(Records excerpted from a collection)
----------------

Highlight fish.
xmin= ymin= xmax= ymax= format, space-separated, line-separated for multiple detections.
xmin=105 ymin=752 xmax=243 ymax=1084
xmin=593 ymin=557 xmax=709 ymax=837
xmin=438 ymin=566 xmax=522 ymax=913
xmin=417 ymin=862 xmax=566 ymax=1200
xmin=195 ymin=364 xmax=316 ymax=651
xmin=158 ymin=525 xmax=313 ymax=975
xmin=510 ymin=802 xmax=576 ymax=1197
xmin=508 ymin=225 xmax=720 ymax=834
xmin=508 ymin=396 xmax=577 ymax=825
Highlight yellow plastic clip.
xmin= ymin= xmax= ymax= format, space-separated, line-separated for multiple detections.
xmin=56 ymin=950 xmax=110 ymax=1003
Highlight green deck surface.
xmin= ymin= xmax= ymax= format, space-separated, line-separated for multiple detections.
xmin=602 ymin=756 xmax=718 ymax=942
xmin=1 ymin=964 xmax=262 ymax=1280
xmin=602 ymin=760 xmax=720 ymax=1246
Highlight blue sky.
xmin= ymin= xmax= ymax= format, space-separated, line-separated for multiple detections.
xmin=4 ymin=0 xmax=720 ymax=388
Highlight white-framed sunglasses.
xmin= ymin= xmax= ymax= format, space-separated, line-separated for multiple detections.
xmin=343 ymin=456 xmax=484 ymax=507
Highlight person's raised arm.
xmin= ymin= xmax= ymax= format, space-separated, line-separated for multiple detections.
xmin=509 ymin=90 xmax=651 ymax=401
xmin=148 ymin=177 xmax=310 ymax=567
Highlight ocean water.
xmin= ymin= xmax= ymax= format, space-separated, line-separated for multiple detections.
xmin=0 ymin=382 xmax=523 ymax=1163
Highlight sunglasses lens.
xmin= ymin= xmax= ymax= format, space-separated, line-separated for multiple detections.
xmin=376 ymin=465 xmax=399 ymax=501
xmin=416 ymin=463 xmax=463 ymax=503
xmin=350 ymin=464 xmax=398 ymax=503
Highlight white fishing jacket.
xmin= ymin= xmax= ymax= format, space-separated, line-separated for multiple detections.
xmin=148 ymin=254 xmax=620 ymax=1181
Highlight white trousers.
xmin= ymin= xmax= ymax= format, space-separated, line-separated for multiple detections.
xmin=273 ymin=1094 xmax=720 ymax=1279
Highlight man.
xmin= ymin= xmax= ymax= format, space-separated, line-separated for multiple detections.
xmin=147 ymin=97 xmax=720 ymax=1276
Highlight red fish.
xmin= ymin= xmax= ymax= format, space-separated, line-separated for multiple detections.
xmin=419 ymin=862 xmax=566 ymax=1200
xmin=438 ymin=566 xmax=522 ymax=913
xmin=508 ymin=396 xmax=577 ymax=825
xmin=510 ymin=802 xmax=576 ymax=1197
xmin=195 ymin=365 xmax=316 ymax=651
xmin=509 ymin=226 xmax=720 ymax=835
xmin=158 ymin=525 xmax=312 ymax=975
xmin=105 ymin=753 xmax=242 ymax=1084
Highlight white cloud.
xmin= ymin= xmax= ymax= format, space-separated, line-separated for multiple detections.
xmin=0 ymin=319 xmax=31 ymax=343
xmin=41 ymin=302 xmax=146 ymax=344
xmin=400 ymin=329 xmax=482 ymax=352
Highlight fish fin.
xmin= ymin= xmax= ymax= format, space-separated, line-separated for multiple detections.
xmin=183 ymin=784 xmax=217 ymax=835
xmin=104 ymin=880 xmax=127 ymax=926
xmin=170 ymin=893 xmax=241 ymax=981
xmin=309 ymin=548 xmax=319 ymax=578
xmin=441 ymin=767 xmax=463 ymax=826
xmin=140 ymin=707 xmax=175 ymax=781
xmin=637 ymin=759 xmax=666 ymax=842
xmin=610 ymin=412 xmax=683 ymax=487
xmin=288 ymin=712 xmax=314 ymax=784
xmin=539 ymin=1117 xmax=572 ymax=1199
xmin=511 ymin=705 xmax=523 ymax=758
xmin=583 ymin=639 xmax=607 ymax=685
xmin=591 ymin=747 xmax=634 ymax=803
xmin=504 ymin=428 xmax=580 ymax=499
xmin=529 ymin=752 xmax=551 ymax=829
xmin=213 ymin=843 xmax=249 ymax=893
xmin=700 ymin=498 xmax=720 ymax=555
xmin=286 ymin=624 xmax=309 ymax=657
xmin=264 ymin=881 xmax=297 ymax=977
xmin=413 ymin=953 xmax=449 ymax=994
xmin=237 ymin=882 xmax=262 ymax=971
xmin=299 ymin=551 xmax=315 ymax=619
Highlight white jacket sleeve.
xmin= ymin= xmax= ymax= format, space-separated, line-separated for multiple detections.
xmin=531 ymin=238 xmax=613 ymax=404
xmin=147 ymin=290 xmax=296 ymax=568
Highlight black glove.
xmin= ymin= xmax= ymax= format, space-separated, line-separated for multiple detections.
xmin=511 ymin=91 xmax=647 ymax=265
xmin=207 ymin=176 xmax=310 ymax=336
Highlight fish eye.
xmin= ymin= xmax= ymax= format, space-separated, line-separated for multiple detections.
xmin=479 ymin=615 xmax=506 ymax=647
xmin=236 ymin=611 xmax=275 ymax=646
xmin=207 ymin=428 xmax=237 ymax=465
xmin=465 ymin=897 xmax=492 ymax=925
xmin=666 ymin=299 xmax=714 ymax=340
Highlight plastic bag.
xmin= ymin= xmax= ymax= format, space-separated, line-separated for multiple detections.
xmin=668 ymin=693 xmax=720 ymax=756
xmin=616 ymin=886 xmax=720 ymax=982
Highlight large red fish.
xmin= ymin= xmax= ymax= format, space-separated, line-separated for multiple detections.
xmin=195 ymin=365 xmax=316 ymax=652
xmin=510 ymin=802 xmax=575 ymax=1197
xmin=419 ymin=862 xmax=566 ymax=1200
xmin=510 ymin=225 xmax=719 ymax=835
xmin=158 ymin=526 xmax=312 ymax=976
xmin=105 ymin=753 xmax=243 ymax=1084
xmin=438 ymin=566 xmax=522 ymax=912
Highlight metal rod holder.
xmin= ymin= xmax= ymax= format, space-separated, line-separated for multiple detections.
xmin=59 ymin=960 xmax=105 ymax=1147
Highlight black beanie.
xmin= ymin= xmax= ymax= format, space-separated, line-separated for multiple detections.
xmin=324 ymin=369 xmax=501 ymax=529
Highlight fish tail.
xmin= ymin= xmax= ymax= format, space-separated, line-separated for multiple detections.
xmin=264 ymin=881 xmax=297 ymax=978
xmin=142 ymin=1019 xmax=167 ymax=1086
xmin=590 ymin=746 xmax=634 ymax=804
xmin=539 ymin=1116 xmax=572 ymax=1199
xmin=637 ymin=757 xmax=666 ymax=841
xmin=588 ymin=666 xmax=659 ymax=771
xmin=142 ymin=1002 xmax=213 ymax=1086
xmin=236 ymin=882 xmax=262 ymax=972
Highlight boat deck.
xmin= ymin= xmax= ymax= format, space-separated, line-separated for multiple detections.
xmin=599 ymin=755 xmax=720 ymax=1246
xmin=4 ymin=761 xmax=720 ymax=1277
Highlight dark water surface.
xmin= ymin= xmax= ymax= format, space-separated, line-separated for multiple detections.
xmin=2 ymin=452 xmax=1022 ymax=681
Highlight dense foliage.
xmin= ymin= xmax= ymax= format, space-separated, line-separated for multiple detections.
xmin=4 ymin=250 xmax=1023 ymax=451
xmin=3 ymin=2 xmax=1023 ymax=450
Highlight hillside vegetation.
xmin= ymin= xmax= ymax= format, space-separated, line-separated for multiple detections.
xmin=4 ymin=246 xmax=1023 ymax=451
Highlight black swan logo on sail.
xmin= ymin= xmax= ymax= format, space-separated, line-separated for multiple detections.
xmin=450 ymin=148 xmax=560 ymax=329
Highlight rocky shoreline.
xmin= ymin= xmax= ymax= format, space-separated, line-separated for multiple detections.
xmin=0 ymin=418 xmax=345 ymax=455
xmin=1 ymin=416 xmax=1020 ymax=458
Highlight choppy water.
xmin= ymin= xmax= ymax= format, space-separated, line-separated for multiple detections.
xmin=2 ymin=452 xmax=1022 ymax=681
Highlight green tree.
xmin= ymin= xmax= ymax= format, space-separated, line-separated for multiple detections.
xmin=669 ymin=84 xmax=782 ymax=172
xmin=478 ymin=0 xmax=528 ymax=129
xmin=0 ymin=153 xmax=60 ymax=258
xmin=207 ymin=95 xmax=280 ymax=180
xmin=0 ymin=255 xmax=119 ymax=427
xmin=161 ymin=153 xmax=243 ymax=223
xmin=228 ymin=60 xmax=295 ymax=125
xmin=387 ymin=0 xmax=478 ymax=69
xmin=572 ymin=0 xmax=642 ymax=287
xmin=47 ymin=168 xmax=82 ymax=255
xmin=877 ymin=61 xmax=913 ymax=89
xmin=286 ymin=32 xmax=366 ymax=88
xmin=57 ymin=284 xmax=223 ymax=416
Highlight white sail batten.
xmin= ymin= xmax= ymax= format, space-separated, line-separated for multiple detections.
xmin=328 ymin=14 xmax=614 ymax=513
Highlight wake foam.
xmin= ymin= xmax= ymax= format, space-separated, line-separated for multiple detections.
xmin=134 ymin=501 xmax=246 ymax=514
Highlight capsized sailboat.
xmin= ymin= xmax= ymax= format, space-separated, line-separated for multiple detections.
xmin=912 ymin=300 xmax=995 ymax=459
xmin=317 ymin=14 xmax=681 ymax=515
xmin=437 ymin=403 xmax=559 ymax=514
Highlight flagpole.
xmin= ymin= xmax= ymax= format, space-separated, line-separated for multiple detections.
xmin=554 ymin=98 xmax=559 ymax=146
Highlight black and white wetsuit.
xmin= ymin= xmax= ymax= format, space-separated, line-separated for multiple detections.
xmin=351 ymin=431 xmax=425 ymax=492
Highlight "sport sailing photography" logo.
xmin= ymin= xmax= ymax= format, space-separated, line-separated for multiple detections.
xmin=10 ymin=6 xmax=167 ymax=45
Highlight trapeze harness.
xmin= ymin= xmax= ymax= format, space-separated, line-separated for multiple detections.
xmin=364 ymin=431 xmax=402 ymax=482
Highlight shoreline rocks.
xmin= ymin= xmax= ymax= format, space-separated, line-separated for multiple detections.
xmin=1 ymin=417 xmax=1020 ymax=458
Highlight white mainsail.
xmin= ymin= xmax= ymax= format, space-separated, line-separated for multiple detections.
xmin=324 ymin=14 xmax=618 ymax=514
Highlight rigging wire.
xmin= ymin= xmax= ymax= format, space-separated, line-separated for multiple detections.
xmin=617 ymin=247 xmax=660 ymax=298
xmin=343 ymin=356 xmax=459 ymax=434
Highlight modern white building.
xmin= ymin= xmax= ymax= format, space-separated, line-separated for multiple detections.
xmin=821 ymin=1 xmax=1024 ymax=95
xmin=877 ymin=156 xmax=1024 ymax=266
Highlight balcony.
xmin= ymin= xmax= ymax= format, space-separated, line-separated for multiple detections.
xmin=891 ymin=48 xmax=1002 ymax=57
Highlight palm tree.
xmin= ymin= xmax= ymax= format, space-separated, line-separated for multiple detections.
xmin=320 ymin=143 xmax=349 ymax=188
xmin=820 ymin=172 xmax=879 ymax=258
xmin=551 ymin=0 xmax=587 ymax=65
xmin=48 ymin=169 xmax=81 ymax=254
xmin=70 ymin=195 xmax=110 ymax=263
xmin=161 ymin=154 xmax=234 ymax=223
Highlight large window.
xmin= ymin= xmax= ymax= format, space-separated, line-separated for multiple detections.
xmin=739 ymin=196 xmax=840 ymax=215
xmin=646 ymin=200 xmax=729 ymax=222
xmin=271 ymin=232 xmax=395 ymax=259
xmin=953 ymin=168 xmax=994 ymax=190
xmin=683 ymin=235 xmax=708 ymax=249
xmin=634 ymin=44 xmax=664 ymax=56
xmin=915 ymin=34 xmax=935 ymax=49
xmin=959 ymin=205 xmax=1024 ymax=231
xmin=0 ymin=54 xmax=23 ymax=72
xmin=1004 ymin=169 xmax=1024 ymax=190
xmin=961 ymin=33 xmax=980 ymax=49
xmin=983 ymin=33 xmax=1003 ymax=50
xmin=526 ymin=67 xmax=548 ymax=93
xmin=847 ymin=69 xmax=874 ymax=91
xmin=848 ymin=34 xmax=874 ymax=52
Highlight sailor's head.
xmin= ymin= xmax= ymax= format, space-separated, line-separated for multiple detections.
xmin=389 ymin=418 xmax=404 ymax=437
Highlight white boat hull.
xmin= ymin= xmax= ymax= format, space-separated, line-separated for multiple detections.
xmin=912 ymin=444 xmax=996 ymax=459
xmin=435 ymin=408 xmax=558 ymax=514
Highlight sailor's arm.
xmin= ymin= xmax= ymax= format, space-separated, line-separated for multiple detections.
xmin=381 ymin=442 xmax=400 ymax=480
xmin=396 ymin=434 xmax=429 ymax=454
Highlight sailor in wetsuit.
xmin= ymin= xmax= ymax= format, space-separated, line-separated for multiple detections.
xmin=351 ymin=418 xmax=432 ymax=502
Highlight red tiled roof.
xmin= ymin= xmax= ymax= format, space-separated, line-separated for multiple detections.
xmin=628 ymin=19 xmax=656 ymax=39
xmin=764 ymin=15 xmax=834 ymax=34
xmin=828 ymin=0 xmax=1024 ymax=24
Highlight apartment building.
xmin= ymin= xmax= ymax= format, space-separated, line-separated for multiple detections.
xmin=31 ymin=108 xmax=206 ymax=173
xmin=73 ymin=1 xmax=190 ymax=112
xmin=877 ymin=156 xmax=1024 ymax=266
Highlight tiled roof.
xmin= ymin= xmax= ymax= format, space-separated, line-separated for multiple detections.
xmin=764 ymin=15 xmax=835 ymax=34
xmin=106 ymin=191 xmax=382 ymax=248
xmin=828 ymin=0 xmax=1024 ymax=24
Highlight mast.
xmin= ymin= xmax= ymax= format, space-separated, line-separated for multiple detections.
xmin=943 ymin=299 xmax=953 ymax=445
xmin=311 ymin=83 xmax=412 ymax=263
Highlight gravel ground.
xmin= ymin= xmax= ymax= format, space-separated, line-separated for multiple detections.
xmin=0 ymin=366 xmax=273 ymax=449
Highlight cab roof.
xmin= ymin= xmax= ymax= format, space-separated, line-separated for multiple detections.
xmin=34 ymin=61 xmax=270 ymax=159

----------------

From the data above, output exactly the lines between the one containing "Highlight green tree." and the one containing "Highlight white sail batten.", counting both of them.

Highlight green tree.
xmin= ymin= xmax= ymax= format, space-separated, line-separated for multiple detections.
xmin=669 ymin=84 xmax=782 ymax=172
xmin=478 ymin=0 xmax=528 ymax=129
xmin=0 ymin=153 xmax=60 ymax=258
xmin=207 ymin=95 xmax=280 ymax=180
xmin=0 ymin=255 xmax=119 ymax=427
xmin=161 ymin=153 xmax=243 ymax=223
xmin=228 ymin=60 xmax=295 ymax=125
xmin=387 ymin=0 xmax=478 ymax=69
xmin=572 ymin=0 xmax=642 ymax=287
xmin=47 ymin=168 xmax=82 ymax=255
xmin=877 ymin=61 xmax=913 ymax=89
xmin=286 ymin=32 xmax=366 ymax=88
xmin=57 ymin=284 xmax=223 ymax=416
Highlight white sail batten.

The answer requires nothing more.